- ABGEDRUCKTER TEXT -
'''

Ende 2016
wurden die Schweizer 15-Jährigen Europameister in Mathematik. Das ist
erfreulich. Nur, seit dem Ende der Kolonialzeit sind Europameister nicht mehr
automatisch Weltmeister. Haben wir es aufgegeben, uns mit den Klassenbesten zu
vergleichen, mit Singapur, China, Taiwan, Südkorea, Japan? – Ich habe je einen
Drittel meiner beruflichen Laufbahn in Afrika, im Nahen Osten und in Ostasien
verbracht. Die Chefs der Asienabteilung des UNDP stammten aus Nationen, die im
Pisa-Test die ersten fünf Ränge belegen. Es sind konfuzianisch durchdrungene
Länder. Die diesseitige Philosophie des Konfuzius geht davon aus, dass das
Universum, die Welt und der Mensch rational verstanden werden können. Ziel des
Lebens ist, der bestmögliche Mensch zu werden, ohne Hoffnung auf Belohnung im
Diesseits oder im Jenseits. Dazu braucht es Fleiss, Disziplin und Leistung.
Dies sollte uns Europäern bekannt vorkommen. Schon die Aufklärer haben
Konfuzius studiert. Immanuel Kants kategorischer Imperativ gleicht der Ethik
des chinesischen Altmeisters. All das wissen gebildete Ostasiaten. Ihr Bild der
Moderne ist dem heutigen Westeuropa geistesverwandter als Islamismus, Animismus
oder christlicher Fundamentalismus.
Der Pisa-Test und die Ameisen, NZZ, 13.1. Gastkommentar von Toni Stadler
Europäische
Bildungsverantwortliche haben Mühe mit den fernöstlichen Schulsystemen.

'''

- GESTELLTE AUFGABE 1 -
Welche der unten stehenden Zeilen enthalten das Wort „black“? Nenne jede davon unverändert, wobei Groß- und Kleinschreibung zählt.
Der Text und die Zeilen stehen in keinem Zusammenhang miteinander.

[Datensätze zum Zeigen]

'''

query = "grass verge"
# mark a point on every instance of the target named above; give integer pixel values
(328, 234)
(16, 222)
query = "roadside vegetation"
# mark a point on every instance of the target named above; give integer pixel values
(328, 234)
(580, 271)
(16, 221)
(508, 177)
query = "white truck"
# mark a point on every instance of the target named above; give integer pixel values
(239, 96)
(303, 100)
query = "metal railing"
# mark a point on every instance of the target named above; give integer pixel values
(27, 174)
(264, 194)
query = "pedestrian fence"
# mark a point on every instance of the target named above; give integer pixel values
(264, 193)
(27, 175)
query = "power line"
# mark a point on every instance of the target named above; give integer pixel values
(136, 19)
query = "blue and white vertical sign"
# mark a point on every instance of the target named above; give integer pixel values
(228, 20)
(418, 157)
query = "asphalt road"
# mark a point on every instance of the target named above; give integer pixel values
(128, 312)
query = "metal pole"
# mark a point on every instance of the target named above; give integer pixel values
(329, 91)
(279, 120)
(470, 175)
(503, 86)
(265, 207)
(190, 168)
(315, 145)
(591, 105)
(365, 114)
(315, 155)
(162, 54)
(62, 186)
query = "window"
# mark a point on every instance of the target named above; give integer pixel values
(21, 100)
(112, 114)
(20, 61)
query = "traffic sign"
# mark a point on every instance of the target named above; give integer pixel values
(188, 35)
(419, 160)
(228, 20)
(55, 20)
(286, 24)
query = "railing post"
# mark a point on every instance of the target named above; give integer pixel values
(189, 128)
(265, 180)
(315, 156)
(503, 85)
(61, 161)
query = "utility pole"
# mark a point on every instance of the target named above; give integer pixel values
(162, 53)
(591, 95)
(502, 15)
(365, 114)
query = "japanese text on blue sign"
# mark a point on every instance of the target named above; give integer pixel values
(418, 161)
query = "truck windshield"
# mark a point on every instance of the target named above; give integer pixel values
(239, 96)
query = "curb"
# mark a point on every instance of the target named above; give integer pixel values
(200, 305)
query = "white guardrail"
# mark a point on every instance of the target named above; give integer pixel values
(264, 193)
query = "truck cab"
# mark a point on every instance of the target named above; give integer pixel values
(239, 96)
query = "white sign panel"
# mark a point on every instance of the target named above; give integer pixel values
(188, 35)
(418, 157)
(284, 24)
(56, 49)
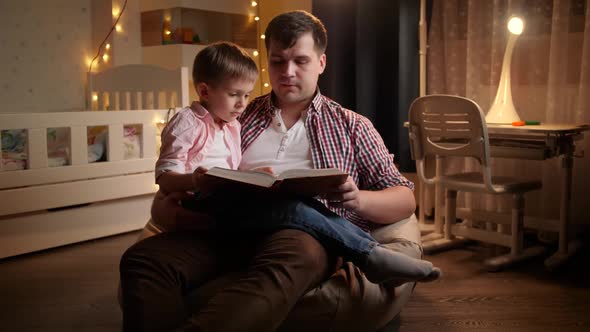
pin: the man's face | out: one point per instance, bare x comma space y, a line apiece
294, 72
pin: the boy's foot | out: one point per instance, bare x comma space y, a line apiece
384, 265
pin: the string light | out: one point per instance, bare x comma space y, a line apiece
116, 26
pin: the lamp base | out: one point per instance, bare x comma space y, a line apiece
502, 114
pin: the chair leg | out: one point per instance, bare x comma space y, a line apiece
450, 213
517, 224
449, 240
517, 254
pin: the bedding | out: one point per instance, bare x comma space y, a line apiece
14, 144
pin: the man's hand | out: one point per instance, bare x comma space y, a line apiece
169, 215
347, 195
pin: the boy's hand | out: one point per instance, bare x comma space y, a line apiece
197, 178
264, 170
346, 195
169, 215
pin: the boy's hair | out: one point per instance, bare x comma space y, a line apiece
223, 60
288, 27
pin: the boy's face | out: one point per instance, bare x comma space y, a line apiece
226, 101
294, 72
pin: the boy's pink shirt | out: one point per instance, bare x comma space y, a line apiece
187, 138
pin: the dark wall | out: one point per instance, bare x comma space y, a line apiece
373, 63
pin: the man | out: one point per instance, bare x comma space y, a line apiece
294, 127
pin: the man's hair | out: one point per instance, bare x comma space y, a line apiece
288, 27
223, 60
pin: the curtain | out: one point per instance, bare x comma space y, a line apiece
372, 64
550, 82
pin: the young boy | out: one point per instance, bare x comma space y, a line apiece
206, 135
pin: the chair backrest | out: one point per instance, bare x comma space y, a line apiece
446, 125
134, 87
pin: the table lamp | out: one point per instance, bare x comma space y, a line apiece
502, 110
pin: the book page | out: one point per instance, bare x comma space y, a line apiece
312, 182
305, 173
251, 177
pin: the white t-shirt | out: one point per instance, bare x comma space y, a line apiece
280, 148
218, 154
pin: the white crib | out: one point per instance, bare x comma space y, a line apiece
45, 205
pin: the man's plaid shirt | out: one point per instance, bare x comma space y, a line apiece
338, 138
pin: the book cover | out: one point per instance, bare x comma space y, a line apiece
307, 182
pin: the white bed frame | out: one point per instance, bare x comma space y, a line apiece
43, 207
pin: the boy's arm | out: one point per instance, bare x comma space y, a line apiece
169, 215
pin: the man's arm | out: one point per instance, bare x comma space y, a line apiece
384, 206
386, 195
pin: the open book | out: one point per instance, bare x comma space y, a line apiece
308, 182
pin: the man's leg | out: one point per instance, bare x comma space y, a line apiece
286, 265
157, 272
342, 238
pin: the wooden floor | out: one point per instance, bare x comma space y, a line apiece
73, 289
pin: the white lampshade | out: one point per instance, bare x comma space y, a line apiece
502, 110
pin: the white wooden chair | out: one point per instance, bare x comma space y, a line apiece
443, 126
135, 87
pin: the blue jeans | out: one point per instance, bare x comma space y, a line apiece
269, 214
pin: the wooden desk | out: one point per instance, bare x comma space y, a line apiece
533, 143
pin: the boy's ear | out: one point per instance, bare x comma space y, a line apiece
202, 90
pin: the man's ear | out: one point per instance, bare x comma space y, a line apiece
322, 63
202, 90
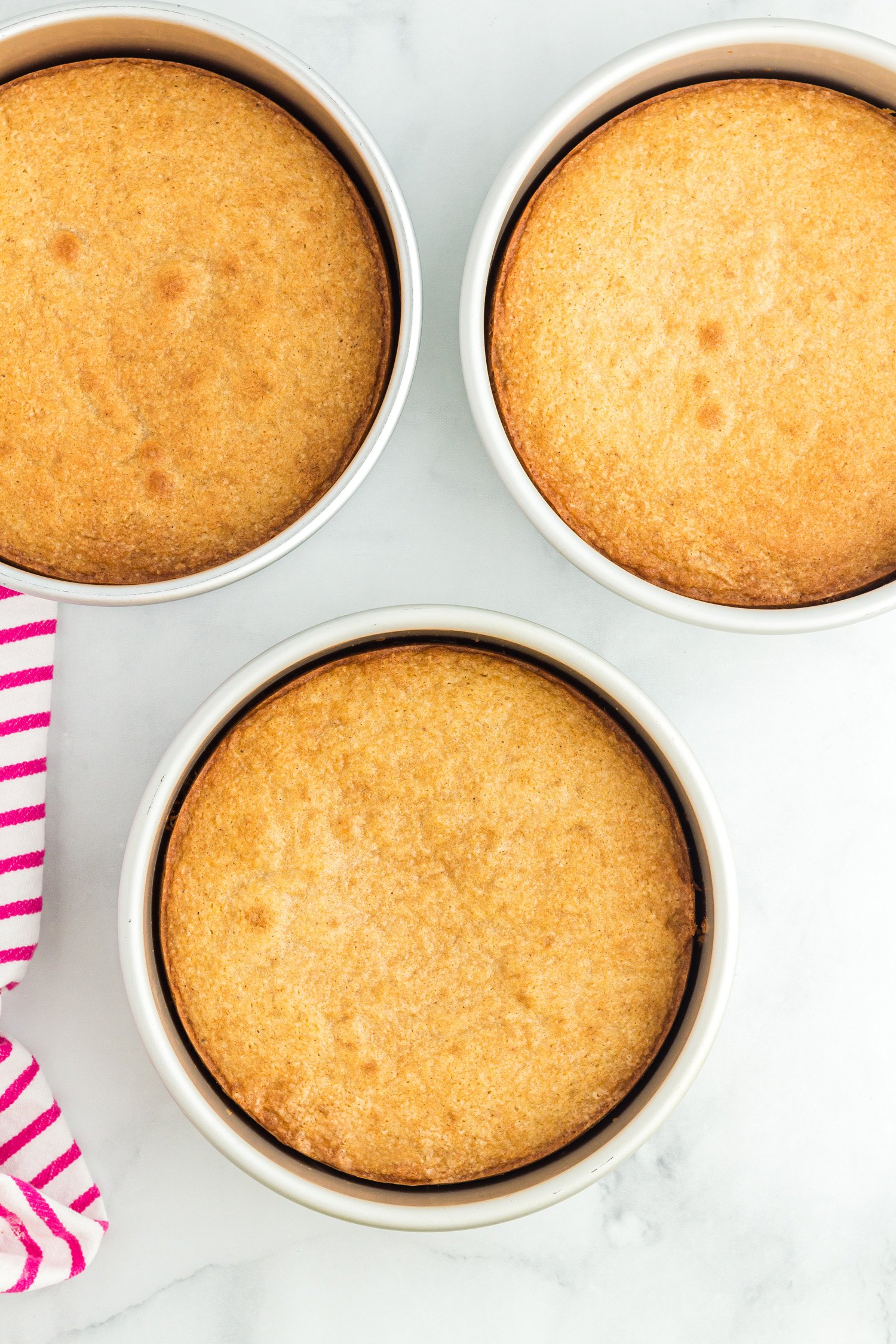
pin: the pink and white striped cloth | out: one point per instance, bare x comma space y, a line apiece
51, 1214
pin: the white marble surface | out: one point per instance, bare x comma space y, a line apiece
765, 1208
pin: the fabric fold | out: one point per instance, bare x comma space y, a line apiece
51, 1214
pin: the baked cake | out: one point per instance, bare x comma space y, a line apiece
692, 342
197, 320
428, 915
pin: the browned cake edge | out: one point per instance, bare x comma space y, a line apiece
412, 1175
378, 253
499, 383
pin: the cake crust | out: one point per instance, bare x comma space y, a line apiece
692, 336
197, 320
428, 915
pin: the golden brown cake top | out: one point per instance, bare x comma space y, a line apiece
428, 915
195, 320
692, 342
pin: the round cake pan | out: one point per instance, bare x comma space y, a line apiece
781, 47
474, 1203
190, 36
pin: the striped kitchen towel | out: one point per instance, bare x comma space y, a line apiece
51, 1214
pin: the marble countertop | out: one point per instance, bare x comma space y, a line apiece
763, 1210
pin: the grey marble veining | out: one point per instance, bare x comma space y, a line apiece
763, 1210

'''
'''

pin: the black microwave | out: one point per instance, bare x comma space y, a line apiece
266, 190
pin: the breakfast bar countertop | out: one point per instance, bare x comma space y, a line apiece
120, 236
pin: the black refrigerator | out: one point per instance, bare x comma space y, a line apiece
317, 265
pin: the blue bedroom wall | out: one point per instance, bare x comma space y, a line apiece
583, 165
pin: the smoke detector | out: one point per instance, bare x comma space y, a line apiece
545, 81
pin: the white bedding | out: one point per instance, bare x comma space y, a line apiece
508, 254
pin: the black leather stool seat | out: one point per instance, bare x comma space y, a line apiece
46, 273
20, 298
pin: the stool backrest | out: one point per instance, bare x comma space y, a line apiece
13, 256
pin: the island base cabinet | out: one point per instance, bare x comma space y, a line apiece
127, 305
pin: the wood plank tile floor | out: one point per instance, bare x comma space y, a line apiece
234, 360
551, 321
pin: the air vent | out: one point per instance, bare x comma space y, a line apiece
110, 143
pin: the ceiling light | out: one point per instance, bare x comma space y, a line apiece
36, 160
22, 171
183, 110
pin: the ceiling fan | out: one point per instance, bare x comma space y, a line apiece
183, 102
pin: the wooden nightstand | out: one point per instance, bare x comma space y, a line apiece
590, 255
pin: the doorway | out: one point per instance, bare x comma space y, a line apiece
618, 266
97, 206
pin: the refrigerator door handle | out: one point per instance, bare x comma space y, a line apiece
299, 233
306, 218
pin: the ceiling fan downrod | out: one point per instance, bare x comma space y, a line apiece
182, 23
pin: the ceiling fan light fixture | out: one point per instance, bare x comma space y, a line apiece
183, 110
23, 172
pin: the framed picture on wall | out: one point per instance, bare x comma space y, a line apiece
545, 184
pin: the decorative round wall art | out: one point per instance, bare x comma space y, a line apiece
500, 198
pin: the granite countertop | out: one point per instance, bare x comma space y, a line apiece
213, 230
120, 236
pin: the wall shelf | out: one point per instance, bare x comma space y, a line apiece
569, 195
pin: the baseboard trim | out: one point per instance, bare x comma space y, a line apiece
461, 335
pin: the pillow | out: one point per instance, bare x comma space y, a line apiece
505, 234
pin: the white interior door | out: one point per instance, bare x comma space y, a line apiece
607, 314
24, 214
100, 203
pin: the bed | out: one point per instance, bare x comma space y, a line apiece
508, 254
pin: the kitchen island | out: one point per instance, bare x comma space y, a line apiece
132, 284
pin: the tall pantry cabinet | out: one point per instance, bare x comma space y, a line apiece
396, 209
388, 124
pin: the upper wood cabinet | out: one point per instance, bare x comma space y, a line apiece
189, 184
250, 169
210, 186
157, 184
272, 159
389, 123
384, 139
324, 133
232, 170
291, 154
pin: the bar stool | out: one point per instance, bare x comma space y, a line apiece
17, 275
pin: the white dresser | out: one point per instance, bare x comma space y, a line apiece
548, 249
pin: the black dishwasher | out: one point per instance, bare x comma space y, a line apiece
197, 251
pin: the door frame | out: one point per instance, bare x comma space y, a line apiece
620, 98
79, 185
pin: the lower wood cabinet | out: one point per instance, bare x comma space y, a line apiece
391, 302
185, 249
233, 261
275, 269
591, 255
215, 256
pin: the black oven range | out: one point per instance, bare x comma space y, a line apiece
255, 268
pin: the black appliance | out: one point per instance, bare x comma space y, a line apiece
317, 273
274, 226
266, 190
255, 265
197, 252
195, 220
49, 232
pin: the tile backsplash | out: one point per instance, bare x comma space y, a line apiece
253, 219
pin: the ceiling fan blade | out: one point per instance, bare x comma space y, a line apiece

'''
'''

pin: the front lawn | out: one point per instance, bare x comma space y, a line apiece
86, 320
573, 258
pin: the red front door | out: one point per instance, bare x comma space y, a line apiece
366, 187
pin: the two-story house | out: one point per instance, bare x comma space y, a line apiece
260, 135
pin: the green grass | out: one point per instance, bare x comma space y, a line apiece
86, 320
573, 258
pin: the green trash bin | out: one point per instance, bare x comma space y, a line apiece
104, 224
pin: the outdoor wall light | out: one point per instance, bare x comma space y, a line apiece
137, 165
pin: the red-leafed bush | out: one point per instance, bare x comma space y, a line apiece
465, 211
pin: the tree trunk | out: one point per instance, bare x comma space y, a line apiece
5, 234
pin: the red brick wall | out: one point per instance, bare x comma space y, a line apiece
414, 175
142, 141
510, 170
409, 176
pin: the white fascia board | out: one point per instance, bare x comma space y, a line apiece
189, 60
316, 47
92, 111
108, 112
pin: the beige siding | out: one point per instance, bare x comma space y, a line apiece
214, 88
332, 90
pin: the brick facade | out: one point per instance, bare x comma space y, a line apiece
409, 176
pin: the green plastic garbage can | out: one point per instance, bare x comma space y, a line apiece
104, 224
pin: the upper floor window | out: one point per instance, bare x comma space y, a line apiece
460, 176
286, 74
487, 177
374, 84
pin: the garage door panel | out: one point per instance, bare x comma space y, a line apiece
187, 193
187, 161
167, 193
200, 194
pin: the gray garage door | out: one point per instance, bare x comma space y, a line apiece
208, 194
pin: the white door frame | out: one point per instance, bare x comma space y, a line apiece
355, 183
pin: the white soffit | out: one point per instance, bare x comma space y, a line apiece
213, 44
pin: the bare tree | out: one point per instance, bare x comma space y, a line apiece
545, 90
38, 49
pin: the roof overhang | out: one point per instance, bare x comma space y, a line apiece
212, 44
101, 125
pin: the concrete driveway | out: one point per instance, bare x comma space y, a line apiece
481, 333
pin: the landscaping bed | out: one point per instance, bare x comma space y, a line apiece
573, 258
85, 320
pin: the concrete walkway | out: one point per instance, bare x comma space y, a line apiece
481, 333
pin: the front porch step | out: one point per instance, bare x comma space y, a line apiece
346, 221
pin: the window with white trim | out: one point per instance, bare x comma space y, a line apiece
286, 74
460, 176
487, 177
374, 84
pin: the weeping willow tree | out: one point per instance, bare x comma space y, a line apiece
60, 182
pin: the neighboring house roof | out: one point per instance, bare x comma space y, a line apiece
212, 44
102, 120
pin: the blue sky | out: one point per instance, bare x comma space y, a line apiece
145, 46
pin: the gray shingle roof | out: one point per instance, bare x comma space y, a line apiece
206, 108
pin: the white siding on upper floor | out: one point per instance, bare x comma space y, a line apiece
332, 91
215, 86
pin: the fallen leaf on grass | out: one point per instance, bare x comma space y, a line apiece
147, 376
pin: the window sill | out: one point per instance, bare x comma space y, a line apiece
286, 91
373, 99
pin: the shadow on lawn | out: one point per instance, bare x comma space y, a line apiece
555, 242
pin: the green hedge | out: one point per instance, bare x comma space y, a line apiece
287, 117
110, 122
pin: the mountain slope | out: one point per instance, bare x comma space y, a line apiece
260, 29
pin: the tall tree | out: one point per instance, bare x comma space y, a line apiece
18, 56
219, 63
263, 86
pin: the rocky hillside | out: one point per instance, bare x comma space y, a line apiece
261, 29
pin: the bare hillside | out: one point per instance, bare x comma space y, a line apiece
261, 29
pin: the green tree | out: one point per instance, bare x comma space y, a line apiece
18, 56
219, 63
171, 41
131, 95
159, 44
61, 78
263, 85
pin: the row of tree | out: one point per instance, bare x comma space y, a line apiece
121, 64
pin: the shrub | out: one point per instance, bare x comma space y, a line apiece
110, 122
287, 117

'''

- GESTELLTE AUFGABE 2 -
Gib aus dem Text zum Pisa-Test alles von „Der Pisa-Test und“ bis hinunter zu „den fernöstlichen Schulsystemen.“ wortgetreu wieder.

- LÖSUNG 1 -
pin: the black microwave | out: one point per instance, bare x comma space y, a line apiece
pin: the black refrigerator | out: one point per instance, bare x comma space y, a line apiece
pin: the black leather stool seat | out: one point per instance, bare x comma space y, a line apiece
pin: the black dishwasher | out: one point per instance, bare x comma space y, a line apiece
pin: the black oven range | out: one point per instance, bare x comma space y, a line apiece
pin: the black appliance | out: one point per instance, bare x comma space y, a line apiece

- LÖSUNG 2 -
Der Pisa-Test und die Ameisen, NZZ, 13.1. Gastkommentar von Toni Stadler
Europäische
Bildungsverantwortliche haben Mühe mit den fernöstlichen Schulsystemen.